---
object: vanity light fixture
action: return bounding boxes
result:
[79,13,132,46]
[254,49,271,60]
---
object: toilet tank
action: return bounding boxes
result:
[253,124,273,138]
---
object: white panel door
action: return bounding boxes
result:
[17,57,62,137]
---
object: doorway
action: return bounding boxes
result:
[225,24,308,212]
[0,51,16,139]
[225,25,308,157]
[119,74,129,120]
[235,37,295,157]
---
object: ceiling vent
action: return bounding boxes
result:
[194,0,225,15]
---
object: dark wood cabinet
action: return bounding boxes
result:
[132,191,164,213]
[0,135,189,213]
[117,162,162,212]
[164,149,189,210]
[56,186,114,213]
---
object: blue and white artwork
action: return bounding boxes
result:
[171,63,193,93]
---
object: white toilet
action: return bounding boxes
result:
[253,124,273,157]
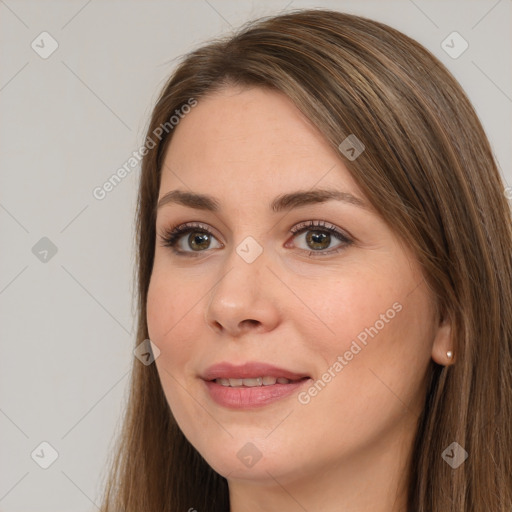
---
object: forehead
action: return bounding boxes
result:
[162,87,357,200]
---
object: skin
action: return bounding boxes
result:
[147,86,451,512]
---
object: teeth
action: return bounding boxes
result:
[215,377,291,388]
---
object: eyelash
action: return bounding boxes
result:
[159,220,353,258]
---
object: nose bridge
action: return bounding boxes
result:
[205,236,277,334]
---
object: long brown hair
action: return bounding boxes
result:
[102,9,512,512]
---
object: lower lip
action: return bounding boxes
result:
[203,379,311,409]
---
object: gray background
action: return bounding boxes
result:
[0,0,512,512]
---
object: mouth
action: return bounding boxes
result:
[201,362,311,409]
[210,375,309,388]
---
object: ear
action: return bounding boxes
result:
[432,306,455,366]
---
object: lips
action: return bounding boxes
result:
[202,362,309,385]
[201,362,310,409]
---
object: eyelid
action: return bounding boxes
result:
[158,219,355,257]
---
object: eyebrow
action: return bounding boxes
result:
[157,189,370,213]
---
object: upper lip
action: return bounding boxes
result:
[201,361,309,380]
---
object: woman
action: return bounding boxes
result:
[99,10,512,512]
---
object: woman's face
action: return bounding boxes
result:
[147,87,447,485]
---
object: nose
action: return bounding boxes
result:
[205,243,280,337]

▶ **What is asked**
Rescale the records from their start through the line containing "[56,186,114,213]", both ends included, by reproducing every line with the requests unchanged. Multiply each bounding-box coordinate in the answers by 0.65, round to whole numbers with halves going up, and return only those lines.

▶ **Finished exercise**
---
object: vanity light fixture
action: return bounding boxes
result:
[51,8,86,30]
[165,32,176,39]
---
object: toilet tank
action: return bounding boxes
result:
[164,81,177,90]
---
object: white panel door
action: return bounding boxes
result:
[11,37,40,89]
---
object: doorway
action: return bounding boxes
result:
[146,16,200,138]
[0,33,10,90]
[146,16,200,102]
[77,48,84,78]
[153,24,192,102]
---
object: ceiling vent
action: return bounding boxes
result:
[126,0,146,10]
---
object: dark wood cabinet
action: return bounding boxes
result:
[86,124,107,138]
[0,88,123,138]
[76,105,105,138]
[107,97,123,137]
[36,121,74,138]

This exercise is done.